What you should do:
Report back every line in the data that includes the string "below".

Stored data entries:
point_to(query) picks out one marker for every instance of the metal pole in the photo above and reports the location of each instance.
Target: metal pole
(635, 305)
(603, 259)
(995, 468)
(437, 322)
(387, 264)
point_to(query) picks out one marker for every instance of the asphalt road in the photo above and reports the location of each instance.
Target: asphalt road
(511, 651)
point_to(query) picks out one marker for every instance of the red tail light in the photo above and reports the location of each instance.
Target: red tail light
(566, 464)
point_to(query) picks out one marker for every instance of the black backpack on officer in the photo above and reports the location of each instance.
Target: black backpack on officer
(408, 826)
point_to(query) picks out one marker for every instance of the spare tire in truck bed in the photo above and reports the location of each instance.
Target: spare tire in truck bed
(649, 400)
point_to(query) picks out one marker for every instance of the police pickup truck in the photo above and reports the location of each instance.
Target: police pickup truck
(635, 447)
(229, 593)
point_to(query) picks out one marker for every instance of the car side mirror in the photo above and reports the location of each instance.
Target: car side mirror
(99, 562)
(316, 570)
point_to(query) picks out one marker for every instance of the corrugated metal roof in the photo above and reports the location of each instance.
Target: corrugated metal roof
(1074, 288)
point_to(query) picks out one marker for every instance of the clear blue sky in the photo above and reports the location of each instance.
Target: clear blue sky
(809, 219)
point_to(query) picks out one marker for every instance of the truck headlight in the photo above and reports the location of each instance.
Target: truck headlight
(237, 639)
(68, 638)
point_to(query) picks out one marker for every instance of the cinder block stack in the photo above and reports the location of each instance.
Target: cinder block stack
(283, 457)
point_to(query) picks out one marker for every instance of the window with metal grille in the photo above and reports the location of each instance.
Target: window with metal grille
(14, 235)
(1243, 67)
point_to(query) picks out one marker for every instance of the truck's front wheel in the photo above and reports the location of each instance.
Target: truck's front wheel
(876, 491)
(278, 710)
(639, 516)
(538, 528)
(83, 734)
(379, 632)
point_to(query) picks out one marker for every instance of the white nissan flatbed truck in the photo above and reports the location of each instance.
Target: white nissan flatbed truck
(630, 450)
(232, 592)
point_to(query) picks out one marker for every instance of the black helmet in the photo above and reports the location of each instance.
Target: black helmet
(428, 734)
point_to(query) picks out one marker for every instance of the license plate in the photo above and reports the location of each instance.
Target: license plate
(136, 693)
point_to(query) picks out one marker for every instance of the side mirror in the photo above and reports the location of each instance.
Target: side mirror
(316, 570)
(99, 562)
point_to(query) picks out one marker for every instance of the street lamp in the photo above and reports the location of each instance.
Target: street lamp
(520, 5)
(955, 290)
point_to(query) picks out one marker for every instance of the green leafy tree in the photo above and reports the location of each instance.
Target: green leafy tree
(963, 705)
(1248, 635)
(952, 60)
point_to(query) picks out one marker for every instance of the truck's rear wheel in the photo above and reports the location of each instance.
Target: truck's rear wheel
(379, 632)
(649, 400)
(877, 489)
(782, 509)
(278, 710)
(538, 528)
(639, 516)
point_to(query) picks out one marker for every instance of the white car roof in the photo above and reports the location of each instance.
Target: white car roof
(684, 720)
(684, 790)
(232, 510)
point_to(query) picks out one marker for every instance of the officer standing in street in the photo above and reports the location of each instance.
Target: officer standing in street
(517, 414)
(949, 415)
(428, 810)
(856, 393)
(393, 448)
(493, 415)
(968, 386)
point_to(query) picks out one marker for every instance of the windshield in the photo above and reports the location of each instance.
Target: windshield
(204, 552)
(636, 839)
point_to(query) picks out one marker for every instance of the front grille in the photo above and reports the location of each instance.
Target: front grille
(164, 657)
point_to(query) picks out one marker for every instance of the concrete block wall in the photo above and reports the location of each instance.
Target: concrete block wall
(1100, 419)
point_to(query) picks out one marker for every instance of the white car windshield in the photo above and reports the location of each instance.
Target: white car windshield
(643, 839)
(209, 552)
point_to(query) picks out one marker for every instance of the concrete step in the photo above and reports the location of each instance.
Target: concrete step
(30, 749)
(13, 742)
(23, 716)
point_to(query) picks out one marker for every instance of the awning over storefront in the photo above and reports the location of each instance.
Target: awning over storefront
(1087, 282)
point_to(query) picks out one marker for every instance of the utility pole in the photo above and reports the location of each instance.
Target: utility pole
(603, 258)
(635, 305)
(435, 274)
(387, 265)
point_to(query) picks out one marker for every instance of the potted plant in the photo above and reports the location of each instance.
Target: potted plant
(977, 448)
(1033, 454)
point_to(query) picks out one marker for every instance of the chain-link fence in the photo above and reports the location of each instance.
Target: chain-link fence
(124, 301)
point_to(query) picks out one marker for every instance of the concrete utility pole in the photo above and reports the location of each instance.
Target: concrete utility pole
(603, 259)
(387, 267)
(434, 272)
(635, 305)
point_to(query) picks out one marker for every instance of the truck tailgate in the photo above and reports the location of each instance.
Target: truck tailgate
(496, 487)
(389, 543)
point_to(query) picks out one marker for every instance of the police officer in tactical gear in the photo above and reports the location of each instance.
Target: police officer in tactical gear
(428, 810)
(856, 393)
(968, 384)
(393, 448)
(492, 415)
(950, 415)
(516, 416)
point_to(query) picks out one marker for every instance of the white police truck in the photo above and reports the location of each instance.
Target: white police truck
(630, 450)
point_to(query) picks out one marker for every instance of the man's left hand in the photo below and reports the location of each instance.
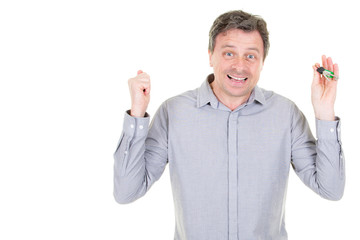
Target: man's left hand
(323, 91)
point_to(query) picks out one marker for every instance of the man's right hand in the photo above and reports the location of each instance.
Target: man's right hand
(139, 87)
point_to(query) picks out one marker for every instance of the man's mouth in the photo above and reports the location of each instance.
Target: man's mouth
(236, 79)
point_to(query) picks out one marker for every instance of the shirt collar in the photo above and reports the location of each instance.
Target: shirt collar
(206, 95)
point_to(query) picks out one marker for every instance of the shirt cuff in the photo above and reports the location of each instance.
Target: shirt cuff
(136, 126)
(328, 129)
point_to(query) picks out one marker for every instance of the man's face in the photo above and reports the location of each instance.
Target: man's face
(237, 61)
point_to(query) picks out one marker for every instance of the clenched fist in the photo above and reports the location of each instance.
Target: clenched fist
(139, 87)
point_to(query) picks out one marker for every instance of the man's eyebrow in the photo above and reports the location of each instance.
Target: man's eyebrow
(232, 46)
(228, 46)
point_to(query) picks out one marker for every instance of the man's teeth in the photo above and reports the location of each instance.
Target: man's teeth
(237, 79)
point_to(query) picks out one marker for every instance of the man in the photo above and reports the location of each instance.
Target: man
(229, 143)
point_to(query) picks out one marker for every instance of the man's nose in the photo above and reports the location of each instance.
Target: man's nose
(239, 64)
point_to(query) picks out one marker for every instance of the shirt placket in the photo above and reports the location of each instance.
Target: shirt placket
(232, 149)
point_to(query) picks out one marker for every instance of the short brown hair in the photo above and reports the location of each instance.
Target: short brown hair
(239, 20)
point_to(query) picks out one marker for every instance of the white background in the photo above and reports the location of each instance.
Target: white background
(64, 67)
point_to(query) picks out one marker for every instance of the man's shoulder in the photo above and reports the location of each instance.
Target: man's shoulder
(188, 97)
(275, 98)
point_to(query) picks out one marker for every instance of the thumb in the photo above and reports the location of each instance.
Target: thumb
(317, 75)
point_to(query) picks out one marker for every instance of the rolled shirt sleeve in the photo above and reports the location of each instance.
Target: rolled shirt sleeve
(319, 163)
(136, 166)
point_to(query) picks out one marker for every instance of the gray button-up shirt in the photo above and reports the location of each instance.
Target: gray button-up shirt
(229, 169)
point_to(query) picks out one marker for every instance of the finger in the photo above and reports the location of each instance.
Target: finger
(317, 75)
(324, 61)
(336, 70)
(330, 64)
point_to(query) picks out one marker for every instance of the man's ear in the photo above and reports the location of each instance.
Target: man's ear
(210, 58)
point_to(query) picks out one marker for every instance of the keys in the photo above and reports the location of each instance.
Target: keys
(327, 74)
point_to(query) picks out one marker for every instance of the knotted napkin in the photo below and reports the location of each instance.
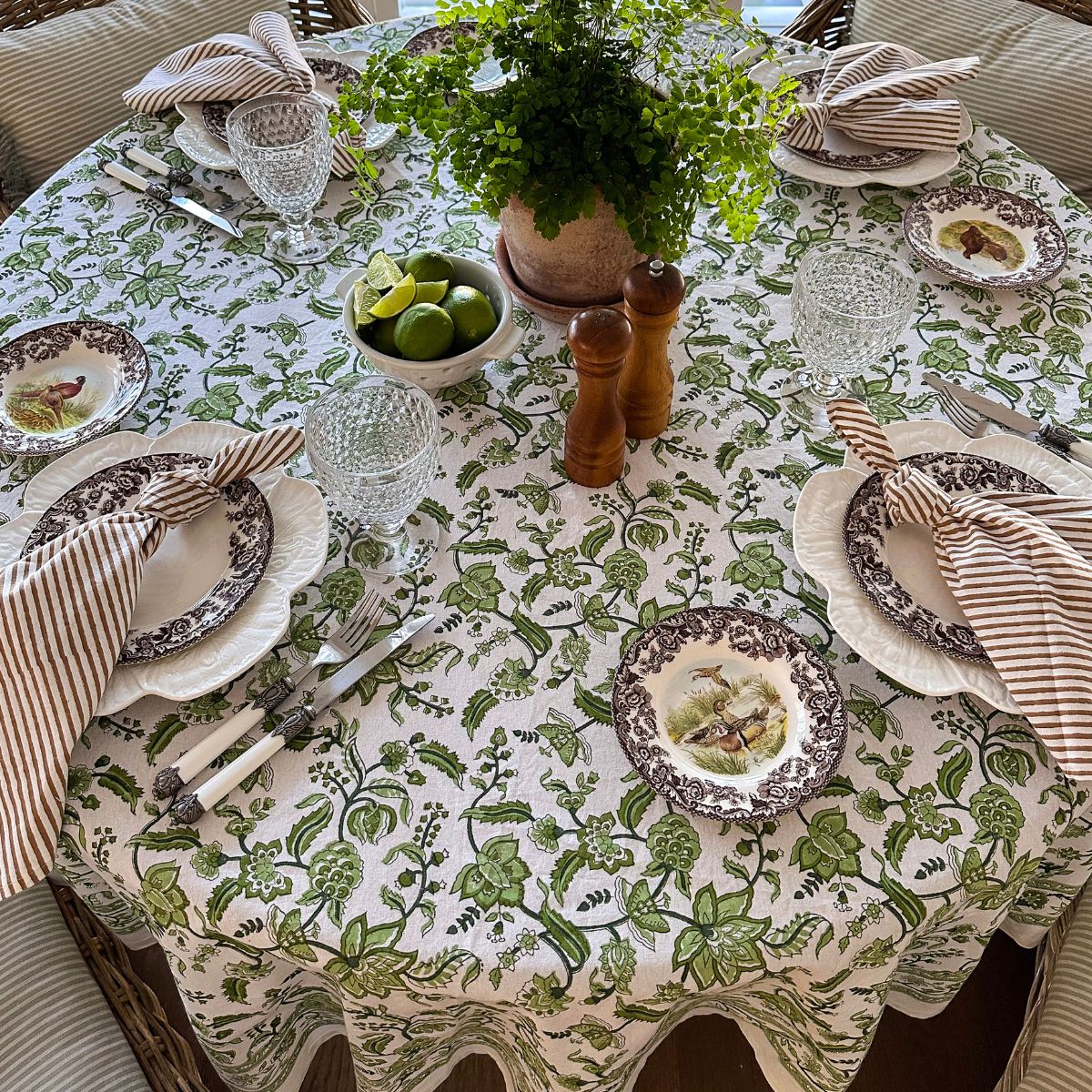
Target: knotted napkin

Answer space:
point_to(query) picks out one marker for every instance of the man's left hand in the photo below and reports the location of each instance.
point_to(query) picks out one marker for every instance of the knotted napkin in the photo below and reports the location of each instance.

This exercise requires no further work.